__AIM__. Reproduce every line of the listing below, word for word, without changing or leaving out anything.

__GIVEN ENTRIES__.
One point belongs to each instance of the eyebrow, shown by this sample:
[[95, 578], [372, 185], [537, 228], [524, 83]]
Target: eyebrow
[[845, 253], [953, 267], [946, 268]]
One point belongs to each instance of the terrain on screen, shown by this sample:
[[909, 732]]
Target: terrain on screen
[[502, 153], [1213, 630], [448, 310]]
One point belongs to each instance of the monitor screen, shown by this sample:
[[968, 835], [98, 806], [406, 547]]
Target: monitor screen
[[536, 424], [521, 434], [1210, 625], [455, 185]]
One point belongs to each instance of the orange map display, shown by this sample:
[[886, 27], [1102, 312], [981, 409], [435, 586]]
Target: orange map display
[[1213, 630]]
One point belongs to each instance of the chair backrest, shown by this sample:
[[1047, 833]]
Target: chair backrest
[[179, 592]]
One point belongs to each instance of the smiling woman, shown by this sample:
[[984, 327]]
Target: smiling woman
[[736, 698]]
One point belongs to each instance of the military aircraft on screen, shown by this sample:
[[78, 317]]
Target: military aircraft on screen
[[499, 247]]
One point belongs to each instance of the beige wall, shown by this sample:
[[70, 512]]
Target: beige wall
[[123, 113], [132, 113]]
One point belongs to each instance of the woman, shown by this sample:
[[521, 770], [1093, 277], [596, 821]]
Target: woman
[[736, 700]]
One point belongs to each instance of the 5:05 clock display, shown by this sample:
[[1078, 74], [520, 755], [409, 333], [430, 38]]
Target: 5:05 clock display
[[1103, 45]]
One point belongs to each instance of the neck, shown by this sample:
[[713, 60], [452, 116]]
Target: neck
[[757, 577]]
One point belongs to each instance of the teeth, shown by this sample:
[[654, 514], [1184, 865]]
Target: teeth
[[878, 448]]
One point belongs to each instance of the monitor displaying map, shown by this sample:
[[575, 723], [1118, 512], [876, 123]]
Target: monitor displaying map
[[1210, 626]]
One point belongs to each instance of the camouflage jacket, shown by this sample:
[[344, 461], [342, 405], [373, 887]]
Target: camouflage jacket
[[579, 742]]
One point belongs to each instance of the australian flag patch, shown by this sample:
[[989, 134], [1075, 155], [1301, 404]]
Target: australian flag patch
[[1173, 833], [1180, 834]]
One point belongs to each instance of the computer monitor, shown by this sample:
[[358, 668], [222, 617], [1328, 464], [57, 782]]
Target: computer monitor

__TASK SOLUTION__.
One point belongs to each instance of the eyebrow, shown by this sample:
[[95, 578], [372, 185], [537, 228], [524, 83]]
Target: eyebrow
[[845, 253], [953, 267], [946, 268]]
One point belongs to each instance of the terrain on screen, shown by this sample:
[[909, 732]]
Target: terrain on screen
[[502, 153], [1213, 630], [448, 310]]
One point belongs to each instance of the monitor screen, shown by this sample:
[[968, 835], [98, 806], [406, 547]]
Target: monitor screen
[[536, 424], [521, 434], [1210, 625], [455, 185]]
One point belongs to each instance of the orange map display, shown by this sample:
[[886, 27], [1102, 312], [981, 409], [435, 586]]
Target: orange map display
[[1213, 630]]
One point belongs to each instance of the chair backrest, shown by this sample:
[[1047, 833]]
Target: chair backrest
[[179, 592]]
One point belongs to each instance of the smiling woman, shown by this sample:
[[984, 327]]
Target: smiling woman
[[736, 698]]
One point belongs to each instance of the military aircraft on screen, shown by this sample:
[[78, 317]]
Target: military aircraft on screen
[[499, 247]]
One point belongs to each instance of the beige wall, shown by this sample:
[[70, 512]]
Target: beige wall
[[123, 113], [132, 113]]
One point belongs to each instance of the woman, shown by this sample:
[[521, 770], [1093, 277], [596, 821]]
Target: woman
[[736, 700]]
One point belongs to each instance of the 5:05 clock display, shown by this sample:
[[1078, 74], [520, 755], [409, 333], [430, 38]]
Target: 5:05 clock display
[[1103, 45]]
One point belongs to each instance of the neck, shown by this sample:
[[713, 60], [452, 116]]
Target: neck
[[757, 577]]
One point belongs to each instance of the teeth, shown by this sample:
[[654, 514], [1184, 865]]
Target: teeth
[[878, 448]]
One point belongs to each instance of the monitor displaying map, shown by this sample:
[[575, 723], [1118, 512], [876, 123]]
Target: monitor displaying map
[[1210, 626]]
One point belongs to each instance of the camouflage jacket, shown by this sample:
[[344, 461], [342, 405], [373, 887]]
Target: camouflage jacket
[[579, 742]]
One point belongs to each instance of the australian flag patch, shown by this sample:
[[989, 134], [1075, 155], [1301, 404]]
Target: australian flag patch
[[1173, 833], [1180, 834]]
One point belongs to each instance of the computer monitor, shown by this sample:
[[358, 668], [222, 617], [1328, 464], [57, 782]]
Target: computer monitor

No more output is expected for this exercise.